GOAL ▸
According to the message on the EdDSA specification, what is the usual security goal for signatures?

SOURCE PASSAGE ▸
[curves] EdDSA specification

Trevor Perrin trevp at trevp.net
Sat Oct 22 06:53:34 PDT 2016


On Fri, Oct 21, 2016 at 7:55 AM, Tim Ruffing
<tim.ruffing at mmci.uni-saarland.de> wrote:
>
> I've actually never seen this in practice, but I think a real
> specification should at least state what the expected security
> guarantee is for each scheme is. In this case, what kind of
> unforgeability can I expect, strong or weak?
> (Section 5 suggests that you went for strong unforgeability?)

Sure, it would be good to have more security analysis, maybe in a
separate paper or appendix.

Existential unforgeability under chosen message attack (EUF-CMA) is
the usual security goal for signatures.  VXEdDSA adds the VRF
requirements from the referenced Dodis or Micali papers (VRF output =
provably unique, and pseudorandom).

"Strong" unforgeability / non-malleability [1] isn't usually that
important.  See the discussions of malleability in the Ed25519 and
EdDSA papers [2,3].  That's a non-goal here too - for example, if
(R,s) is a valid signature the verifier would accept (R,s+q) as well,
if s+q satisfies the check s < 2^|q|.

Precisely defining this behavior is a security goal, so that
implementations can't be distinguished in anonymity use cases.  But
this check (for s) was chosen for simplicity and to match existing
implementations, rather than maximum strictness (which would check s <
q).

If you want a provably nonmalleable ( / deterministic / unique) output
from the signature scheme, then you want a VRF (or a VUF, maybe, to
split hairs, but VRFs are the stronger notion).


> Section 8:
> "The hash_to_point function also uses conditional branching (within
> elligator2) and should be made constant time, even though it only
> handles the message, not secret keys."
>
> If this is a concern, then I think it's better to provide non-branching
> pseudocode, maybe like that:
>     elligator2(r):
>         u1 = -A * inv(1 + nr^2) (mod p)
>         w1 = u1(u1^2 + Au1 + 1) (mod p)
>         leg = w1^((p-1)/2 (mod p)
>         u12 = ((leg - 1)/2)*A + leg*w1 (mod p)
>         return u12

Some presentations of Elligator 2 do that [4,5], but I think that
obscures the underlying logic (set up a nonsquare ratio so that
numerator or denominator is square, and choose the square).  Mike
Hamburg's explanations in [6,7] are much more intuitive, so I wanted
to focus on that.

DATASET ROWS ▸
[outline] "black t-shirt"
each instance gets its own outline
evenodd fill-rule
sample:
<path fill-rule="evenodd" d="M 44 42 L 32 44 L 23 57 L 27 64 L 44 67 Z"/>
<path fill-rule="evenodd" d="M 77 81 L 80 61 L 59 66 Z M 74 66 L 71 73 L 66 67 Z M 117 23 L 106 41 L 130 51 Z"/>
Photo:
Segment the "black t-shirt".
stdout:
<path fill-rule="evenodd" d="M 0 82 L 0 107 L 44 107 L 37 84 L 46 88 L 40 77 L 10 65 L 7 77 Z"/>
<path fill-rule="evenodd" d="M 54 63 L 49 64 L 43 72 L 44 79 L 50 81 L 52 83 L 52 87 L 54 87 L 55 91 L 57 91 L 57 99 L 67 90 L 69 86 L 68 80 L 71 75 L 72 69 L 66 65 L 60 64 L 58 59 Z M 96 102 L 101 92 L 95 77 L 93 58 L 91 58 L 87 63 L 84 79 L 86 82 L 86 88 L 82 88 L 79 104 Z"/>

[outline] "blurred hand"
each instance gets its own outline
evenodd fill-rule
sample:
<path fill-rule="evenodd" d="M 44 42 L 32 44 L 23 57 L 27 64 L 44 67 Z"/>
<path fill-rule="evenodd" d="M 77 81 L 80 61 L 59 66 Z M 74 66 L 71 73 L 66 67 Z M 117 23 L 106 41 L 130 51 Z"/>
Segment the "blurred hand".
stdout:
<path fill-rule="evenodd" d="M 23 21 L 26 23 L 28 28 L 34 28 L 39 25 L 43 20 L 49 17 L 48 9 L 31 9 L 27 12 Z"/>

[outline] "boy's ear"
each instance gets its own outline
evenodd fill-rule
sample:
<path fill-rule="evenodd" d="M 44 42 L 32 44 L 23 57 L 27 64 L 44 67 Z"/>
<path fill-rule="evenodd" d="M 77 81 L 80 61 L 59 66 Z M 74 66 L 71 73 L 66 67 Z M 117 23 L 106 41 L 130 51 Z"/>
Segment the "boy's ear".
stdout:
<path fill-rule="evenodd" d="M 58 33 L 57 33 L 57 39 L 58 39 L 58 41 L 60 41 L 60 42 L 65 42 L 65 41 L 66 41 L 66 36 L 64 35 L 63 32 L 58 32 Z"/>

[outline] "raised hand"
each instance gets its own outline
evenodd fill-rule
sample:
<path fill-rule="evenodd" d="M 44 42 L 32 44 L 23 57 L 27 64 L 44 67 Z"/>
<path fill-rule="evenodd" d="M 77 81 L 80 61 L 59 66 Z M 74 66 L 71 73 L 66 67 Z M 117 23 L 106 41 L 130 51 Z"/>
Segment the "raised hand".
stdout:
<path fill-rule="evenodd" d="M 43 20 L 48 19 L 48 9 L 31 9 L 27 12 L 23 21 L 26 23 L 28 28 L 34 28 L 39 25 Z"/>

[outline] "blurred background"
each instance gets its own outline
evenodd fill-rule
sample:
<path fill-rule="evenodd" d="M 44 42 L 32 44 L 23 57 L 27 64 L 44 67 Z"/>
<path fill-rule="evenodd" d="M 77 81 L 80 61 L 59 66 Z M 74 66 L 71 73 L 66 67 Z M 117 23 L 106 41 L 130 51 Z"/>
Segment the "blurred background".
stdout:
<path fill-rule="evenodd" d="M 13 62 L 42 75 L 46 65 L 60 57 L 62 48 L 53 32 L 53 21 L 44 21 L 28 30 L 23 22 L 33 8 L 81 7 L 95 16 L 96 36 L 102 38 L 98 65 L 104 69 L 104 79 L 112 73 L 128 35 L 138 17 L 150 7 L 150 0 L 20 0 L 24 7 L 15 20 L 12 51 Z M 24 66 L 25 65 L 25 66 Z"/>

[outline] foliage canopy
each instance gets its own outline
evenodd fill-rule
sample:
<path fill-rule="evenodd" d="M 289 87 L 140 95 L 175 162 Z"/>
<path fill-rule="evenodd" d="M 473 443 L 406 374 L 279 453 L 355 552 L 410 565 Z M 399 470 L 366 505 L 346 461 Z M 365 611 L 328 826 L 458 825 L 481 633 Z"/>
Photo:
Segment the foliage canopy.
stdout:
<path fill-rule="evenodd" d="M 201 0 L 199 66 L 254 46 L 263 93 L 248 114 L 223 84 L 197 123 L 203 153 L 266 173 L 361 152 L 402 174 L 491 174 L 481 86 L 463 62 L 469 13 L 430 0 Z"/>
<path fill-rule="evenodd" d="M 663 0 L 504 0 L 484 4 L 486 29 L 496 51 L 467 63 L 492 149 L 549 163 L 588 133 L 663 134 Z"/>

---

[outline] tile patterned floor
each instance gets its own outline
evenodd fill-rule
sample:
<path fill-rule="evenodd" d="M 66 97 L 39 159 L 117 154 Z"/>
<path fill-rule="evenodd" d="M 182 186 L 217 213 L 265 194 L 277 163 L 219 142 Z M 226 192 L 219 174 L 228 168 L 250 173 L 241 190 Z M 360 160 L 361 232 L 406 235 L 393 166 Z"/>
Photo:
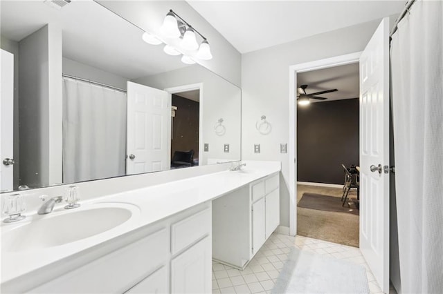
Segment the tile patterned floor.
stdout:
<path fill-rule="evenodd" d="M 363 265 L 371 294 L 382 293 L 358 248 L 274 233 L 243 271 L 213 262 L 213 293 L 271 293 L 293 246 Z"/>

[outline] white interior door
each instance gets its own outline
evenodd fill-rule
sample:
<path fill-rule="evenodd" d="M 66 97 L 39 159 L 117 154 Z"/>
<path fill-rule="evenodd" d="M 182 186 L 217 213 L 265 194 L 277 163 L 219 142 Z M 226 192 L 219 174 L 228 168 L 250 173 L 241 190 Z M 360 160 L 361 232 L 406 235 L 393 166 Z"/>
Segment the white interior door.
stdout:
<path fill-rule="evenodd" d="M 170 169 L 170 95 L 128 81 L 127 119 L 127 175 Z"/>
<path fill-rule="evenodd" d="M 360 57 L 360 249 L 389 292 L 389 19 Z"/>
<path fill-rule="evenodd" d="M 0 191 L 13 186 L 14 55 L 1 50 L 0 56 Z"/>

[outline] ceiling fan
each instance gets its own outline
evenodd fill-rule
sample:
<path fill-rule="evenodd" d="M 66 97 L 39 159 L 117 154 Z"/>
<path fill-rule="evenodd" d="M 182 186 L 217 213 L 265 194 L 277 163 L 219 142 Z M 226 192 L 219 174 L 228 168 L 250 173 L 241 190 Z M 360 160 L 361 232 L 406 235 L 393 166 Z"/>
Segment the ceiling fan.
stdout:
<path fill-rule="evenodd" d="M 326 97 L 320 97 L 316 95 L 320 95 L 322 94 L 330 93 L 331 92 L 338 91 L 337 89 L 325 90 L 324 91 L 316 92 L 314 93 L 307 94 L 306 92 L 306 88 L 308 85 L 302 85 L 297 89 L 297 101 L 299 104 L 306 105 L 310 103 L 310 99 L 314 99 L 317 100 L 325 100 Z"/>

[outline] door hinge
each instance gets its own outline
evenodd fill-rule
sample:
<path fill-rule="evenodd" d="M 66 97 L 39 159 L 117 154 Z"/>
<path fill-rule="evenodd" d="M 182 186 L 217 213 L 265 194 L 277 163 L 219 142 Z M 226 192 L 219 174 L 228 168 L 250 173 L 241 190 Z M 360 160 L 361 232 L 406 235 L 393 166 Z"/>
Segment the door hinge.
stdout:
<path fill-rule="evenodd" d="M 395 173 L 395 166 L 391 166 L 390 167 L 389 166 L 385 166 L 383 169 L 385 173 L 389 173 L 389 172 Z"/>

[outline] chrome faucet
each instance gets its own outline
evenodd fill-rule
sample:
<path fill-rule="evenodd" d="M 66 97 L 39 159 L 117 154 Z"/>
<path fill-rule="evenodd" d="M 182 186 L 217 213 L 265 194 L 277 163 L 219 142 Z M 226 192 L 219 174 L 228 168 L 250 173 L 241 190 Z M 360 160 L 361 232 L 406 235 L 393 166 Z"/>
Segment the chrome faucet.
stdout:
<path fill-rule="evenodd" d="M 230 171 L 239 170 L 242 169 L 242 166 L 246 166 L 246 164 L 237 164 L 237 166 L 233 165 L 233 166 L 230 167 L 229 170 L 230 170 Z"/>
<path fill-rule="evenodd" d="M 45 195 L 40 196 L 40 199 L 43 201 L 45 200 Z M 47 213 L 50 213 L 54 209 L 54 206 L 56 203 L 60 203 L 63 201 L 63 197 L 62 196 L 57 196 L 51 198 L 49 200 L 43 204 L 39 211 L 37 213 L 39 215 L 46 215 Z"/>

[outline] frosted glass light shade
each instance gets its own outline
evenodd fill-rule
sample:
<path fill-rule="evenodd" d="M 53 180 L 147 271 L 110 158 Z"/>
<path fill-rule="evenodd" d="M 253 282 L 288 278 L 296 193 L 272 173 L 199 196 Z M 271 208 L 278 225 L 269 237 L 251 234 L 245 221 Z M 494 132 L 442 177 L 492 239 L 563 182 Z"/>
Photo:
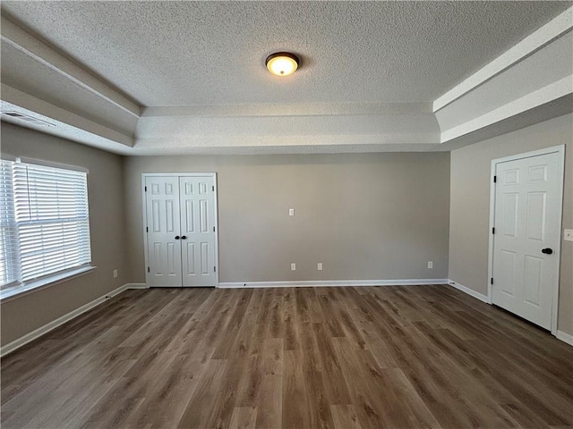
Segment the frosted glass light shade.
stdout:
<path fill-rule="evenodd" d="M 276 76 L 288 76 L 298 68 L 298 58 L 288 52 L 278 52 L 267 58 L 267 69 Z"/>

SOLUTION TO THE PROBLEM ▸
Existential unforgeability under chosen message attack (EUF-CMA).